**What needs to be done:** Repeat every record below exactly, leaving out the pictures.

**Supplied information:**
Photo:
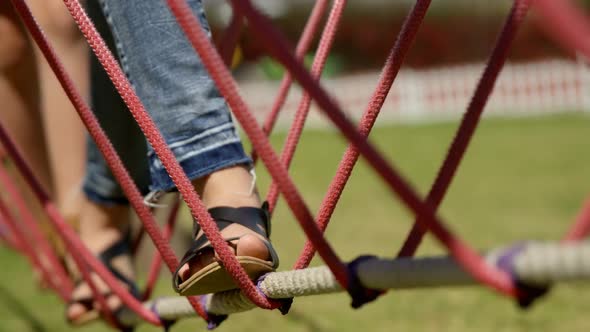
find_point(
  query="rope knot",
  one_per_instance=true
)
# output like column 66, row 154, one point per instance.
column 527, row 292
column 360, row 294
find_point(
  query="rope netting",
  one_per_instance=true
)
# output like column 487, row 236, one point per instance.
column 522, row 271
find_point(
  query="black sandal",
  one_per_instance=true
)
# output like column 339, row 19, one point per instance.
column 119, row 248
column 214, row 278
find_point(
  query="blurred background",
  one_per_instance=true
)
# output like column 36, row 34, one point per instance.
column 524, row 177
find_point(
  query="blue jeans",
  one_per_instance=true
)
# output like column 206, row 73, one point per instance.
column 176, row 90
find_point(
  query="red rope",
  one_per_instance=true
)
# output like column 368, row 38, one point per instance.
column 325, row 45
column 389, row 73
column 176, row 173
column 79, row 252
column 28, row 250
column 467, row 257
column 469, row 123
column 56, row 271
column 303, row 46
column 156, row 264
column 9, row 239
column 228, row 88
column 566, row 24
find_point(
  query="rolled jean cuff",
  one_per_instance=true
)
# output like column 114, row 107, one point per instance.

**Final answer:**
Photo:
find_point(
  query="rope knot",
  one_per_instance=true
)
# output like column 66, row 154, one point per instance.
column 527, row 292
column 360, row 294
find_point(
  query="rope netting",
  one_per_instance=true
)
# output like column 487, row 236, one point per instance.
column 522, row 271
find_point(
  query="black sandal",
  one_per_instance=true
)
# output like column 339, row 19, one point per instance.
column 119, row 248
column 214, row 278
find_point(
  query="blurred background",
  one_per_instance=true
)
# output like column 36, row 34, one point per instance.
column 524, row 177
find_point(
  query="blue jeans",
  one_per_instance=true
)
# output like column 206, row 73, one point per instance.
column 176, row 90
find_point(
  query="red rope",
  one_per_instance=true
)
# output like column 368, row 38, one point per instance.
column 325, row 45
column 389, row 73
column 176, row 173
column 79, row 252
column 28, row 250
column 467, row 257
column 469, row 123
column 56, row 271
column 303, row 46
column 156, row 264
column 9, row 239
column 228, row 88
column 566, row 24
find_point(
  query="rolled jean cuff",
  one_per_instance=true
)
# output like column 114, row 107, one point per instance.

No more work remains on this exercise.